Dataset records
>>>>>
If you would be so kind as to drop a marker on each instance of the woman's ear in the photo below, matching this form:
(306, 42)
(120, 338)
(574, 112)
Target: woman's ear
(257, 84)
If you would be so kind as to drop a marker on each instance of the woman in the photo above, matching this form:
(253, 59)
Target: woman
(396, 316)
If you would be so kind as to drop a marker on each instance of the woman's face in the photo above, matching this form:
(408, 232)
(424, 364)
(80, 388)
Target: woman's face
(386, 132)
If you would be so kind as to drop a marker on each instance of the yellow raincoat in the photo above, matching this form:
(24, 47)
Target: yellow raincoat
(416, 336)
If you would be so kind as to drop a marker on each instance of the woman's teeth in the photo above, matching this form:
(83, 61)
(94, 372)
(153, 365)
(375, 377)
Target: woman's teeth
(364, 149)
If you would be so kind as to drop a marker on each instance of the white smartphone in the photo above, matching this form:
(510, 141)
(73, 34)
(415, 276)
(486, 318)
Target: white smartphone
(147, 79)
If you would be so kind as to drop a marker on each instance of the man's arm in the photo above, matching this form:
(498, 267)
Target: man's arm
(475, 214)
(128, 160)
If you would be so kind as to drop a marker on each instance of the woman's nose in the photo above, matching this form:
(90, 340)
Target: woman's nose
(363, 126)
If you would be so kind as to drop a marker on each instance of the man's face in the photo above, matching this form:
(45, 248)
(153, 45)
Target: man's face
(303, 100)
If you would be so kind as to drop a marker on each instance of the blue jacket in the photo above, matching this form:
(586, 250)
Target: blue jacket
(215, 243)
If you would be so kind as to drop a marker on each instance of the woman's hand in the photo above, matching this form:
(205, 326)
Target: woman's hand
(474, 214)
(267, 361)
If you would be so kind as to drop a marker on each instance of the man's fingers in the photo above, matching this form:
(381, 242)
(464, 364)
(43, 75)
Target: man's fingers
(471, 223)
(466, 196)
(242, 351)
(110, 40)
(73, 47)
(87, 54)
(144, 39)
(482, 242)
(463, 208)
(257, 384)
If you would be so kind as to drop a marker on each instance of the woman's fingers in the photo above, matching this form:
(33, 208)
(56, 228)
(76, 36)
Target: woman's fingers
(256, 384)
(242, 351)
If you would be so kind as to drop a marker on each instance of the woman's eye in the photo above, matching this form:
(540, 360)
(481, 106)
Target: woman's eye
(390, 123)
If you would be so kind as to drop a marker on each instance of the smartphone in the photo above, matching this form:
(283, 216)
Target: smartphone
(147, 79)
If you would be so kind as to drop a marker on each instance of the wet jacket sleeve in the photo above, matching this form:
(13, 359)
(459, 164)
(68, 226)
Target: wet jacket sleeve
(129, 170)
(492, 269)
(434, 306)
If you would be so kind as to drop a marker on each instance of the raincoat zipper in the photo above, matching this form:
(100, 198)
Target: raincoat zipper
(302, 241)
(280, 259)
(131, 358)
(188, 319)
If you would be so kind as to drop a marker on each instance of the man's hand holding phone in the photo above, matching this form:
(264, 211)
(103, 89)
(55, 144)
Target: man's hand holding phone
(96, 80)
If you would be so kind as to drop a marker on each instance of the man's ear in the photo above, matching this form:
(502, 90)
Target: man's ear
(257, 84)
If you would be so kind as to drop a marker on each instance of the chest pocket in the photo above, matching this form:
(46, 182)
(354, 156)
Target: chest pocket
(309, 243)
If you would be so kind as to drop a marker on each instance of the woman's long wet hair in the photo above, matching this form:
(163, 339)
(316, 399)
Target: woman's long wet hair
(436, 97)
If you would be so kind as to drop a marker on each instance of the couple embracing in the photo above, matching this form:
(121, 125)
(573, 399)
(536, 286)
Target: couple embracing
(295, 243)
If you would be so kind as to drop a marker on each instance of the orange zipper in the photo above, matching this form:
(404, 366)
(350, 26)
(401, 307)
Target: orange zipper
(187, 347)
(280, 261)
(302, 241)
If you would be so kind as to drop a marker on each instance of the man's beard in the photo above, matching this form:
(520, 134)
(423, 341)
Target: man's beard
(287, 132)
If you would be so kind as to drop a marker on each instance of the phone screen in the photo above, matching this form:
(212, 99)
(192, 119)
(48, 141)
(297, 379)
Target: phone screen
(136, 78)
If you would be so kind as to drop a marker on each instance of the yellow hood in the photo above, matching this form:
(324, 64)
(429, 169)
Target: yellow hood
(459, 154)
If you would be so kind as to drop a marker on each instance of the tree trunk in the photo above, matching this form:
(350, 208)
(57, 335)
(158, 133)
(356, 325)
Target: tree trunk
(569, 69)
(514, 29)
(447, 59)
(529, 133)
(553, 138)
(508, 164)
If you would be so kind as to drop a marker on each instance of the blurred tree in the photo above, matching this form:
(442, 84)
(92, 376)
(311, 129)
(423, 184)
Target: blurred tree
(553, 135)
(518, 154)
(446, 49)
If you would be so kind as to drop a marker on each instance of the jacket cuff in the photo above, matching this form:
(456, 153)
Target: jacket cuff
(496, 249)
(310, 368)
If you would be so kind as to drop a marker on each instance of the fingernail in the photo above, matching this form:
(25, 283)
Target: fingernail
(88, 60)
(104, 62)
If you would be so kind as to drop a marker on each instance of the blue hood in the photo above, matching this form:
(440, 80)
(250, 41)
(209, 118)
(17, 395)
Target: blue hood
<<<<<
(Directions):
All the records above must be transcribed without a single change to any word.

(Answer):
If you would be so kind as to drop a marker on each instance of the woman's ear in the photo below, matching this form:
(306, 42)
(120, 338)
(574, 112)
Target: woman's ear
(257, 84)
If you would be so kind as to drop a marker on each instance of the woman in the photo above, matching this form:
(253, 59)
Target: woman
(396, 316)
If you would be so kind as to drop a marker on each instance of the woman's face in the photo above, matching this form:
(408, 232)
(424, 364)
(80, 388)
Target: woman's face
(386, 132)
If you would be so kind as to drop a marker on each instance of the yellow raincoat in the photo above, matching this form:
(24, 47)
Target: yellow raincoat
(416, 336)
If you would be so kind as to drop a marker on each instance of the woman's teeth in the photo above, matching this form:
(83, 61)
(94, 372)
(153, 365)
(375, 377)
Target: woman's teeth
(364, 149)
If you would be so kind as to drop a marker on each instance of the white smartphone in the photo above, matching this form:
(510, 141)
(73, 34)
(415, 276)
(486, 318)
Target: white smartphone
(147, 79)
If you would be so kind as to drop a marker on each instance of the man's arm in the photo above, matching this form:
(498, 267)
Target: man's arm
(475, 214)
(128, 160)
If you would be so kind as to drop a marker on each instance of the woman's nose in the photo above, matching this form:
(90, 340)
Target: woman's nose
(363, 126)
If you would be so kind as to drop a marker on each instance of the man's face in the photo above, matching this form:
(45, 248)
(153, 45)
Target: man's face
(303, 100)
If you would be so kind as to drop a marker on each instance of the blue jacket in the photo above, matching this form:
(586, 250)
Target: blue jacket
(215, 243)
If you would be so kind as to drop a marker on each instance of the woman's hand in the photo above, matching this form:
(205, 326)
Target: woman's hand
(474, 214)
(267, 361)
If you would be so kind as to drop a marker on each instance of the man's fingers in the photo above, matching this form:
(381, 242)
(464, 364)
(43, 75)
Target: man's fingers
(471, 223)
(466, 196)
(242, 351)
(110, 40)
(73, 47)
(87, 54)
(144, 39)
(482, 242)
(463, 208)
(257, 384)
If you would be so kind as to drop a marker on each instance of the woman's fingers in the photo above, matching this form:
(33, 208)
(56, 228)
(76, 36)
Target: woman's fingers
(256, 384)
(242, 351)
If you would be so kind as to drop a marker on each instance of the woman's eye in the photo above, matching this form:
(540, 360)
(481, 106)
Target: woman's eye
(390, 123)
If you would be so kind as to drop a marker on each instance of the smartphone in the photo above, matching this form:
(283, 216)
Target: smartphone
(147, 79)
If you would be so kind as to drop a marker on each instance of the wet jacket sleeve in the photo above, matching this form:
(13, 359)
(459, 164)
(68, 226)
Target: wet jacket sleeve
(129, 170)
(492, 269)
(434, 306)
If you would be so kind as to drop a marker on each instance of the raincoat zipper in the photo above, matching this form:
(100, 198)
Target: raincoat zipper
(302, 241)
(280, 259)
(131, 358)
(188, 319)
If you would be so kind as to drop a marker on each instance of the man's hand holding phone in the photo above, matching this form:
(264, 211)
(103, 89)
(55, 144)
Target: man's hand holding phone
(96, 80)
If you would be so kind as to drop a marker on each instance of the man's ear in the photo above, matching this form:
(502, 90)
Target: man's ear
(257, 84)
If you would be so kind as to drop a marker on each instance of the chest pocket in the photo above, matching this form:
(46, 182)
(354, 156)
Target: chest pocket
(309, 243)
If you would be so kind as to drop a marker on each instance of the woman's long wet hair in the photo above, matching this form:
(163, 339)
(316, 399)
Target: woman's long wet hair
(436, 97)
If you would be so kind as to drop a marker on each instance of the couple embracing in the photo above, matching this form:
(121, 125)
(573, 399)
(536, 286)
Target: couple embracing
(295, 243)
If you would be so kind as to drop a marker on each instance of the orange zipper in the photo above, matching this form:
(404, 366)
(350, 26)
(401, 307)
Target: orange zipper
(187, 347)
(280, 261)
(302, 241)
If you would be so kind as to drop a marker on each instance of the man's beard in the photo above, matching this form:
(520, 134)
(423, 341)
Target: man's beard
(287, 132)
If you would be so kind as to drop a marker on each instance of the phone screen in the photo above, matching this form:
(212, 99)
(192, 119)
(48, 141)
(297, 379)
Target: phone screen
(136, 78)
If you would be so kind as to drop a marker on each instance of the yellow hood in the photo above, matching this form:
(324, 64)
(429, 169)
Target: yellow hood
(459, 154)
If you would be so kind as to drop a marker on each instance of the tree trunk in the photo above, matching this form:
(350, 208)
(57, 335)
(158, 133)
(356, 325)
Target: tree trunk
(569, 69)
(514, 29)
(447, 59)
(529, 133)
(553, 138)
(508, 164)
If you would be so kind as to drop a marker on each instance of the blurred tree in the photo above, matching this form:
(442, 84)
(92, 376)
(311, 129)
(423, 184)
Target: blurred tree
(553, 135)
(518, 154)
(446, 49)
If you would be so kind as to drop a marker on each instance of the jacket cuff in the photo above, matching this form:
(456, 153)
Target: jacket cuff
(496, 249)
(310, 368)
If you would be so kind as to drop a marker on each instance of the fingernail in the photo above, matching this form:
(25, 283)
Target: fingernail
(88, 60)
(104, 62)
If you would be so kind as to drop a marker on each instance of the blue hood in the photo above, matching this form:
(440, 80)
(250, 41)
(209, 118)
(17, 395)
Target: blue hood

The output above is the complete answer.